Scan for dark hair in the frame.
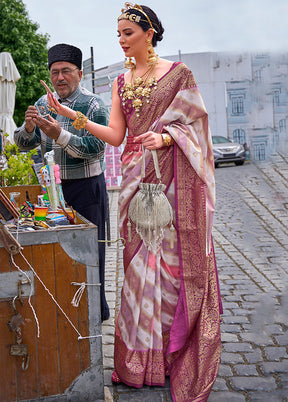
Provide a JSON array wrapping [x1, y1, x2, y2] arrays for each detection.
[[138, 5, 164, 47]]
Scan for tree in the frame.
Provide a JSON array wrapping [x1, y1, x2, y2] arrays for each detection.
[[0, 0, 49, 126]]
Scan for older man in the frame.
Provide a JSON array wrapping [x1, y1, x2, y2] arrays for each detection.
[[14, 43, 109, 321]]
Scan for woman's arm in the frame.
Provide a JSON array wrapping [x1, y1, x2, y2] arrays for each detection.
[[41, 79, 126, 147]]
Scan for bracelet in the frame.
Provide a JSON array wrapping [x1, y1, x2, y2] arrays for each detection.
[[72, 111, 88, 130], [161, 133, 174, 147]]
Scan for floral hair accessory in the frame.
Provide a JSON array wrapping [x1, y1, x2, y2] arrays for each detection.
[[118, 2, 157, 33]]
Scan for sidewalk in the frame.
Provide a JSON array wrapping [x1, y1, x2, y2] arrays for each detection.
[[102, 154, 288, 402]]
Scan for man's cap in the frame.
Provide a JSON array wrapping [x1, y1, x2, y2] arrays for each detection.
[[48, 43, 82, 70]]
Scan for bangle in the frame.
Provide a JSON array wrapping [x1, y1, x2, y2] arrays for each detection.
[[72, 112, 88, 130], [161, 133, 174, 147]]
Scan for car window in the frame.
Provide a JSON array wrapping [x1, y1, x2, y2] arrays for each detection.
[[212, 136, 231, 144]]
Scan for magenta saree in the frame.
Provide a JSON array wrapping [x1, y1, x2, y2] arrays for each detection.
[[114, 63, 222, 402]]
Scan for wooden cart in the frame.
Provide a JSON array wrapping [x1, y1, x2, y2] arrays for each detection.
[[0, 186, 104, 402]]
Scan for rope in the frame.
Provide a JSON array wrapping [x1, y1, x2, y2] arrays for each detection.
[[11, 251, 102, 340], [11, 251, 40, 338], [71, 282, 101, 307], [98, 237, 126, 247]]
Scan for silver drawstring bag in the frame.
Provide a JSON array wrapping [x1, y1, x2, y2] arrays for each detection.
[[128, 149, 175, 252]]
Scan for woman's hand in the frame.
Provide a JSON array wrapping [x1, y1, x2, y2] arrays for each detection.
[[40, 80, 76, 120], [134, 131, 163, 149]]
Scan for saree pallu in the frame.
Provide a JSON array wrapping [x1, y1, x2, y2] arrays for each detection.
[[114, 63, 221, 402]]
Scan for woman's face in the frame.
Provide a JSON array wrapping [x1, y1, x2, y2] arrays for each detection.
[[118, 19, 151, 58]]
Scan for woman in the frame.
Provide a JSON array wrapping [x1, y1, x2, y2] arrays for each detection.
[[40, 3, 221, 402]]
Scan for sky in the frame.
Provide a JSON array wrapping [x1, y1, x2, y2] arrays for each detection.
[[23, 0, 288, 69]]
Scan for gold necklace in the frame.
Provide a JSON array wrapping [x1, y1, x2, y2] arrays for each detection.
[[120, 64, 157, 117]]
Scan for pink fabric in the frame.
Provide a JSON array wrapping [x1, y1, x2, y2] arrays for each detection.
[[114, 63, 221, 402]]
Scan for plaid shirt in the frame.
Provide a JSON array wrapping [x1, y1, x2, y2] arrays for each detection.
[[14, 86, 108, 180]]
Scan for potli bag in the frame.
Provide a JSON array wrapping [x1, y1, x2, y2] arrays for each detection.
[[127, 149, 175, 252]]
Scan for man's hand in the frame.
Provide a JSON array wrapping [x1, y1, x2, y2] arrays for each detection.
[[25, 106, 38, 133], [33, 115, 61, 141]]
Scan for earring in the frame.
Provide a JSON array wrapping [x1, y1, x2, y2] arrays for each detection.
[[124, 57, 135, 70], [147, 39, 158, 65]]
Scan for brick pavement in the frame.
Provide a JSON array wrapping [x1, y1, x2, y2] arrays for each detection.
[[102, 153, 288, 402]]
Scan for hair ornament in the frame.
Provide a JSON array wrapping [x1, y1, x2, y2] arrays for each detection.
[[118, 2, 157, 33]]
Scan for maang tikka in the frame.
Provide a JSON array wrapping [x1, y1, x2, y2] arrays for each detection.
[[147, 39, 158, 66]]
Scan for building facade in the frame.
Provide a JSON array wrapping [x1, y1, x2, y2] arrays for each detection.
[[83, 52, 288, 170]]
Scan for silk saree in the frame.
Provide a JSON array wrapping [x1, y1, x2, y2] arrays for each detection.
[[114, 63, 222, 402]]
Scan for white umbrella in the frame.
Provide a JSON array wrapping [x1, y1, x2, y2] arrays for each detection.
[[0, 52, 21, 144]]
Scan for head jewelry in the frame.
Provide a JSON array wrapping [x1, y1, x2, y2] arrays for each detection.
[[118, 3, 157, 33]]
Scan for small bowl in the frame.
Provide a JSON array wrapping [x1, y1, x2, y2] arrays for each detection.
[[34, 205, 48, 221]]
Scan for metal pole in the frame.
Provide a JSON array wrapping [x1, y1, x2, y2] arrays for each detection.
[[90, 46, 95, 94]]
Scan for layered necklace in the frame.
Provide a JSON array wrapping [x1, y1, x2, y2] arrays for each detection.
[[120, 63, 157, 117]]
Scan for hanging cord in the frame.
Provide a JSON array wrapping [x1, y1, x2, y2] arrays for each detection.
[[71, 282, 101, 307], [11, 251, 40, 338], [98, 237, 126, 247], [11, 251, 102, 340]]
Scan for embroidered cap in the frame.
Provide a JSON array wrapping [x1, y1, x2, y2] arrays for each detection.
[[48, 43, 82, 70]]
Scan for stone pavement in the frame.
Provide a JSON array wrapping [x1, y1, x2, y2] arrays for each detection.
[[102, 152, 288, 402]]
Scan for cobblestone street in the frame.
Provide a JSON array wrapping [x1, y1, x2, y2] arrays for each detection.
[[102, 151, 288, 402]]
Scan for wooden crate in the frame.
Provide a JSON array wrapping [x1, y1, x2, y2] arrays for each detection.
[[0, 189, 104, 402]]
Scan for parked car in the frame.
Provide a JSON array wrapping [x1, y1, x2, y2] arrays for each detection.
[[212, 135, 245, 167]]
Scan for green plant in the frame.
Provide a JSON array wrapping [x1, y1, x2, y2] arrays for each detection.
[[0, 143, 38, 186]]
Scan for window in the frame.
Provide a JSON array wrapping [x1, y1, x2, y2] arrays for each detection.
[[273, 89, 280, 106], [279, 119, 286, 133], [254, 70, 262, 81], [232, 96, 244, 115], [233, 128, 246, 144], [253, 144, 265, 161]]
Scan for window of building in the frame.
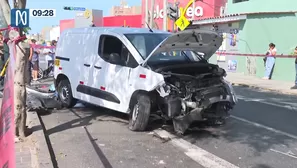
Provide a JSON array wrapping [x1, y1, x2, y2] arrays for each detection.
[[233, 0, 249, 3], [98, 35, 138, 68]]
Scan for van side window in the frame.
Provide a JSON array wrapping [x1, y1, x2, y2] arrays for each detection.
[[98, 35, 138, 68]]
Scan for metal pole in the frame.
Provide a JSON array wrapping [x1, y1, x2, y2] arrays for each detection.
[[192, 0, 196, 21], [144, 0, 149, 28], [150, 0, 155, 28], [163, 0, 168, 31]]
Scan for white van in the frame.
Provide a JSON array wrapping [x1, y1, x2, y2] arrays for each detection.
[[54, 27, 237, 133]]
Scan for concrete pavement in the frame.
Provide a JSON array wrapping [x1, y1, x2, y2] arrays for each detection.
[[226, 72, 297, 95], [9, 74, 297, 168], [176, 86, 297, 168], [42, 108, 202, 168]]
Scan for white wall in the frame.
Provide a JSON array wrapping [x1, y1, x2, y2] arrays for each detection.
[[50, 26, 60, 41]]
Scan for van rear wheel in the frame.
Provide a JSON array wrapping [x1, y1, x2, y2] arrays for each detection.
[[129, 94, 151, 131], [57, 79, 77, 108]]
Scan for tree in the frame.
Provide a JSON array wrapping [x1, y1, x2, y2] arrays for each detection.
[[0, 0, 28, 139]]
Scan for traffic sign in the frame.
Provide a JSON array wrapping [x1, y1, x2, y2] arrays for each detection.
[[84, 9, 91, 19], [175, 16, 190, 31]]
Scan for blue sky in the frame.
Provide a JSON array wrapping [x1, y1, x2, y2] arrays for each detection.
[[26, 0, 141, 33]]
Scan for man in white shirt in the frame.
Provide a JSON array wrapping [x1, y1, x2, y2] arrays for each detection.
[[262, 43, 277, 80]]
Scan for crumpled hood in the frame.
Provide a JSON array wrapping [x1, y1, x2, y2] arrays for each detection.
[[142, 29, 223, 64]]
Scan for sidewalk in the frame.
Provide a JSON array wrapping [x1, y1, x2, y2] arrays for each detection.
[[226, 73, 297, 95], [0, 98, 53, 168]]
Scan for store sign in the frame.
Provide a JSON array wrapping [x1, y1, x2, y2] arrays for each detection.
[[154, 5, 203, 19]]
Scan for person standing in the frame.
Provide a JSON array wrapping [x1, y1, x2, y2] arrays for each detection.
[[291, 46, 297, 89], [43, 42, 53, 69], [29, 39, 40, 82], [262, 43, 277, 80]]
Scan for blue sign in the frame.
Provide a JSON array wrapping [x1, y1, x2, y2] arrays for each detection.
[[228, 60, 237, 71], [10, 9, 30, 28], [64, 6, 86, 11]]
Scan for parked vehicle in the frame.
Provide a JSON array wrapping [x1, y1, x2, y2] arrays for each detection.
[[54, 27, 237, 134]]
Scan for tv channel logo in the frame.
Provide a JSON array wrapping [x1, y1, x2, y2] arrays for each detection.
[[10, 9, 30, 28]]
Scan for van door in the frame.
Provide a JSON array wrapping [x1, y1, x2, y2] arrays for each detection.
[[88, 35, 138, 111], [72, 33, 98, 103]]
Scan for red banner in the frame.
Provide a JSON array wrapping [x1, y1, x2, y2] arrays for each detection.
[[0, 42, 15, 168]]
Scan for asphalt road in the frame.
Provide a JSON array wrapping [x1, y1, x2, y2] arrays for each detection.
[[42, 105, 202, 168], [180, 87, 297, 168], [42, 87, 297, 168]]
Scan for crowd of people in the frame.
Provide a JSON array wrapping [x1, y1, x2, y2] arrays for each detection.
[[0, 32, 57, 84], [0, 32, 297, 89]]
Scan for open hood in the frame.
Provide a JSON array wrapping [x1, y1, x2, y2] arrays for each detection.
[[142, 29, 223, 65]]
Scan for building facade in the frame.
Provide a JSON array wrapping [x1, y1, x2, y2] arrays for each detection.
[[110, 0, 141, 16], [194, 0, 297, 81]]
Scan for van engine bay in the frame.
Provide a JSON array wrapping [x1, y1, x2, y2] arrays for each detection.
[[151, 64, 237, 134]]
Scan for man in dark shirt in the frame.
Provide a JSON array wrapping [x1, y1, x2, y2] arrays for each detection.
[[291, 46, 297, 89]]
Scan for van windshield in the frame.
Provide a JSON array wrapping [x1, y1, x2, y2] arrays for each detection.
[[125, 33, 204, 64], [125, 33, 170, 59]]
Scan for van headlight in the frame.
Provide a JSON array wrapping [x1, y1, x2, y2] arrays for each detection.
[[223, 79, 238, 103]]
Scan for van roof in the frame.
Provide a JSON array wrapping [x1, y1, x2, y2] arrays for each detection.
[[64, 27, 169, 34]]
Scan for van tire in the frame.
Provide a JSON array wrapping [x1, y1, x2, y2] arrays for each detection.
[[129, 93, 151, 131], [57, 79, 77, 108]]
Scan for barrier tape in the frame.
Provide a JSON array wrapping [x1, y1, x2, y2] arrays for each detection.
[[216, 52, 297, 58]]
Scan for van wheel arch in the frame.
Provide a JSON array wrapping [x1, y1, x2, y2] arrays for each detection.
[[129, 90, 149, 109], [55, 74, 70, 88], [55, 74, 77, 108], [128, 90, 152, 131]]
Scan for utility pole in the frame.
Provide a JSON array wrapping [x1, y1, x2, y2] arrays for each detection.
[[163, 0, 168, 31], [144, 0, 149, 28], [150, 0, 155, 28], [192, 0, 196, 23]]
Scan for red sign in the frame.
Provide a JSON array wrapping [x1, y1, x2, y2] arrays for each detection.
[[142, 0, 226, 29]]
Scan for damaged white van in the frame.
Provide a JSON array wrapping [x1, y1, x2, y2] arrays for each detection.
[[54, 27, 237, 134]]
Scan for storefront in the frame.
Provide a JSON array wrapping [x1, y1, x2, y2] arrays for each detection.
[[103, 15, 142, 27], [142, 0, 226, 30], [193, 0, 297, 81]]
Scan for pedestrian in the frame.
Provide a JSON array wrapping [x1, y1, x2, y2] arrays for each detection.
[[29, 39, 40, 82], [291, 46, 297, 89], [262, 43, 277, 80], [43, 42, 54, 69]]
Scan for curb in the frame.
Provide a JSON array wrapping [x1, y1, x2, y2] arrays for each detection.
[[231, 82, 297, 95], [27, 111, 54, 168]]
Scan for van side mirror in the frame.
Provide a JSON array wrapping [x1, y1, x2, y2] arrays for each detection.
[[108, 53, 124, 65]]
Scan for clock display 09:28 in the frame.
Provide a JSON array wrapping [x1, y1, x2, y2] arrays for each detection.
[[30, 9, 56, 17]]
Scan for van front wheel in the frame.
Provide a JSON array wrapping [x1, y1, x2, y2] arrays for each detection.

§ Description of the task: Rewrite the records as a Markdown table with the columns Row and Line, one line per row numbered in order, starting with the line containing "Scan for woman's face in the frame." and going on through the line containing "[[14, 86, 108, 180]]". Include only that span and omit any blank lines.

§ Completed exercise:
| Row | Line |
|---|---|
| 1 | Scan for woman's face in the frame. |
| 2 | Provide a JSON array wrapping [x1, y1, x2, y2] arrays for each detection. |
| 3 | [[118, 19, 151, 58]] |
| 4 | Scan for woman in the frame. |
| 5 | Provide a JSON array wrapping [x1, y1, x2, y2] arrays for each detection. |
| 6 | [[40, 3, 221, 402]] |
| 7 | Scan for sky in the frame. |
| 8 | Provide a JSON array wrapping [x1, y1, x2, y2] arrays for each detection. |
| 9 | [[23, 0, 288, 69]] |
| 10 | Scan for gold necklace in the frame. |
| 11 | Provide a JSON array wrapping [x1, y1, x2, y2] arrays for each detection. |
| 12 | [[120, 64, 157, 117]] |
| 13 | Scan for pink fabric in the frame. |
| 14 | Provide a JSON array wrapping [x1, y1, x2, y2] arrays for each detection. |
| 15 | [[114, 63, 221, 402]] |
| 16 | Scan for plaid shirt in the frame. |
| 17 | Provide a JSON array wrapping [x1, y1, x2, y2] arrays for each detection. |
| 18 | [[14, 86, 108, 180]] |